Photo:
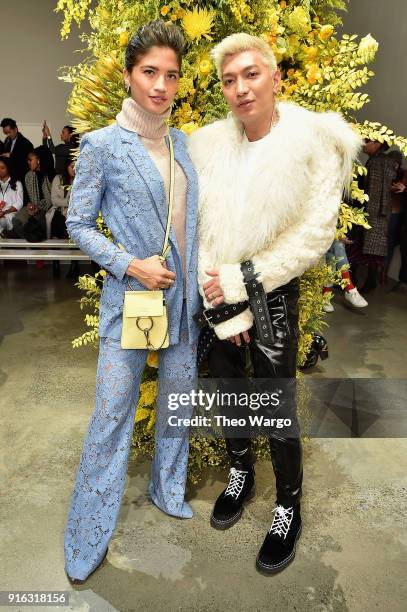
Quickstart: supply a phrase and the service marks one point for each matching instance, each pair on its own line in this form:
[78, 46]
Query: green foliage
[319, 71]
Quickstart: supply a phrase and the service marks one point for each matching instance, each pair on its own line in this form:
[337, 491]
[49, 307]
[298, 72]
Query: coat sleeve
[84, 206]
[309, 236]
[234, 326]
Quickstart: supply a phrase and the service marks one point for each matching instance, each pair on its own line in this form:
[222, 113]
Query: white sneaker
[329, 307]
[355, 299]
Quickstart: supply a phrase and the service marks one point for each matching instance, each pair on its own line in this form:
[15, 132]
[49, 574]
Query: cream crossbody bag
[145, 315]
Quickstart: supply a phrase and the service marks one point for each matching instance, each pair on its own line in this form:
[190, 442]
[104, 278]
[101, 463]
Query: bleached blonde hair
[236, 43]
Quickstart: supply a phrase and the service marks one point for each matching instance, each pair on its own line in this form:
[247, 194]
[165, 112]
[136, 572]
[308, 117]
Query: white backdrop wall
[33, 52]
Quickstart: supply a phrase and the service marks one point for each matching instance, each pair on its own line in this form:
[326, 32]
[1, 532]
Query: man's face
[248, 85]
[65, 135]
[371, 147]
[10, 132]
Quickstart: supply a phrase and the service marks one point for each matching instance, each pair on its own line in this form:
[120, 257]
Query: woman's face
[71, 170]
[154, 79]
[3, 171]
[33, 162]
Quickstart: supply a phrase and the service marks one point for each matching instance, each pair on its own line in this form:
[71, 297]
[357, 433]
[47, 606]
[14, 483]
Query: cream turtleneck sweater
[152, 130]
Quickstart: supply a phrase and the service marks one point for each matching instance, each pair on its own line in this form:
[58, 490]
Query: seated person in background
[16, 148]
[11, 196]
[60, 193]
[62, 151]
[38, 184]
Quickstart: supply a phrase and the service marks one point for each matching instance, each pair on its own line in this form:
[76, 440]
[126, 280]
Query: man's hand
[32, 209]
[151, 273]
[213, 290]
[237, 339]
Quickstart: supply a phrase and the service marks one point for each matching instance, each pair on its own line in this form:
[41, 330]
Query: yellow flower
[198, 23]
[189, 128]
[313, 74]
[367, 49]
[148, 393]
[326, 32]
[185, 87]
[205, 66]
[311, 52]
[298, 21]
[123, 39]
[294, 43]
[152, 359]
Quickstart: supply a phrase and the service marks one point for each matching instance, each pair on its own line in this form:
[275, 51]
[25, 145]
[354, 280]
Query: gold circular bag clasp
[144, 329]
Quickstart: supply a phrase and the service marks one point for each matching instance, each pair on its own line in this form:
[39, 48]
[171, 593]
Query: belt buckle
[208, 319]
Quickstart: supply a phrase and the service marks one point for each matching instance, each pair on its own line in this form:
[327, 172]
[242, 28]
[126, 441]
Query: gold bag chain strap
[166, 247]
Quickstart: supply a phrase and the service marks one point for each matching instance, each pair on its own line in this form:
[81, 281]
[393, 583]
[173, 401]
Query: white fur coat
[287, 221]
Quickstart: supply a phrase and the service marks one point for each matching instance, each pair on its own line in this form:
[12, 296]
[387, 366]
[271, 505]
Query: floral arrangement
[320, 71]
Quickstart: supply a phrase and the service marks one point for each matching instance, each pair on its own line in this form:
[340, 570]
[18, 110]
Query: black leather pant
[227, 360]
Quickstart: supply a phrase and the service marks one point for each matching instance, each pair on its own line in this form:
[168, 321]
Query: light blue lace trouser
[100, 481]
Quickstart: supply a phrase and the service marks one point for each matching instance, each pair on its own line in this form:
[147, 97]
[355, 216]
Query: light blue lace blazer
[116, 175]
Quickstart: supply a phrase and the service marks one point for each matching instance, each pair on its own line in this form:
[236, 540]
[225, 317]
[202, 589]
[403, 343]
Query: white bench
[54, 249]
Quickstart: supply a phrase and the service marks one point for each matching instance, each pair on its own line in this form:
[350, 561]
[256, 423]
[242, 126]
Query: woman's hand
[151, 273]
[213, 290]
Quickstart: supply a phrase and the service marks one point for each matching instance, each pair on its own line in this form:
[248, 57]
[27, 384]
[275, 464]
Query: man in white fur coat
[271, 178]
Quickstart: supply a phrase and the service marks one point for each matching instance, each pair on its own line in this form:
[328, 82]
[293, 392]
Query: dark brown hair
[154, 34]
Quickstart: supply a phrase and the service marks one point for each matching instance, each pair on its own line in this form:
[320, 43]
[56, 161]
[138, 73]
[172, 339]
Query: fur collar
[233, 227]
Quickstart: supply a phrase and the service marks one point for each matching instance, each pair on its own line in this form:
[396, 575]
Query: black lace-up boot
[278, 548]
[229, 505]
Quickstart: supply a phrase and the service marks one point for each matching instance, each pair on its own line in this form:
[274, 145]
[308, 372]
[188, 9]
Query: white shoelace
[236, 482]
[282, 521]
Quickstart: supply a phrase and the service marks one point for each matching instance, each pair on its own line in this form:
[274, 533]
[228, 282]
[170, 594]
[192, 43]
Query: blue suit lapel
[147, 170]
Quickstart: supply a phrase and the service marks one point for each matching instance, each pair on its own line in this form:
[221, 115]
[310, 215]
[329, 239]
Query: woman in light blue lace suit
[123, 171]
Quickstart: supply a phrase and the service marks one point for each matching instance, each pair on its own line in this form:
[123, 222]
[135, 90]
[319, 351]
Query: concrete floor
[351, 556]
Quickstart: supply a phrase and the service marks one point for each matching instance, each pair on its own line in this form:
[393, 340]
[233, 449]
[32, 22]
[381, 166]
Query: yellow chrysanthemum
[311, 52]
[198, 23]
[298, 21]
[205, 66]
[189, 128]
[313, 74]
[185, 87]
[123, 39]
[326, 32]
[367, 49]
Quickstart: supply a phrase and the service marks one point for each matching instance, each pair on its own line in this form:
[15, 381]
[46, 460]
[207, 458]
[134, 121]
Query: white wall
[32, 52]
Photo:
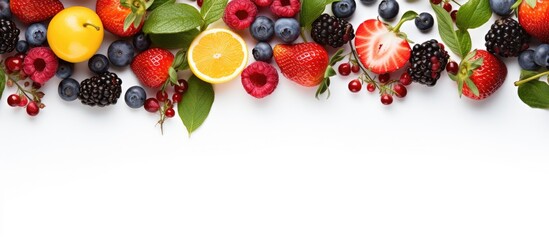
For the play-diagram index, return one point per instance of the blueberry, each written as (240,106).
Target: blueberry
(99,63)
(5,11)
(262,52)
(135,97)
(141,42)
(541,55)
(120,53)
(36,34)
(22,46)
(424,21)
(64,69)
(502,7)
(344,8)
(388,9)
(68,89)
(262,29)
(526,60)
(287,29)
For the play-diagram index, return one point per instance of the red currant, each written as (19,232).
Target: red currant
(161,96)
(400,90)
(344,69)
(370,87)
(170,113)
(33,109)
(384,78)
(355,85)
(386,99)
(14,100)
(151,105)
(452,67)
(405,79)
(182,87)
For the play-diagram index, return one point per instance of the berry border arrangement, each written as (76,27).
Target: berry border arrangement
(150,30)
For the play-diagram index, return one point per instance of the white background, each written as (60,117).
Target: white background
(430,166)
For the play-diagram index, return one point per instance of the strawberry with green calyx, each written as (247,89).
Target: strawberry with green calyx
(480,74)
(382,48)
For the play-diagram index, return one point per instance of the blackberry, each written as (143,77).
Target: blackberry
(9,35)
(101,90)
(428,60)
(332,31)
(506,38)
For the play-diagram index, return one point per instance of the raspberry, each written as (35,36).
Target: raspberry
(285,8)
(239,14)
(262,3)
(259,79)
(40,64)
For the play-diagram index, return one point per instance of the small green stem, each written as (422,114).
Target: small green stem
(522,81)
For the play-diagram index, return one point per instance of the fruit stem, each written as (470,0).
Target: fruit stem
(89,24)
(522,81)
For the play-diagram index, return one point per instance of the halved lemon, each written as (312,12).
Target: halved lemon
(217,55)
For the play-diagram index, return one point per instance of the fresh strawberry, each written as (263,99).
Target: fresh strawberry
(152,66)
(32,11)
(382,48)
(113,14)
(534,19)
(480,75)
(303,63)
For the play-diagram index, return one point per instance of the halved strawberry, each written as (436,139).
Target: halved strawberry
(382,48)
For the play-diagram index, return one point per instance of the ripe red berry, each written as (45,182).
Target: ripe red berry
(370,87)
(33,109)
(386,99)
(170,113)
(14,100)
(355,85)
(400,90)
(344,69)
(405,79)
(452,67)
(384,78)
(151,105)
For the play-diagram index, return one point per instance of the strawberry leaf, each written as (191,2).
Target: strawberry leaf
(194,107)
(473,14)
(535,94)
(173,18)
....
REQUIREMENT
Out of the data above, set down the lines from the one with "written as (436,139)." to the one with "written as (45,182).", both included, exactly as written and with no additions.

WRITTEN SOLUTION
For the play-diagram index, return one point per instance of the halved strawberry, each written as (436,139).
Target: halved strawberry
(382,48)
For the play-diagram index, return one point per instance of the ripe red berry, each written as (45,182).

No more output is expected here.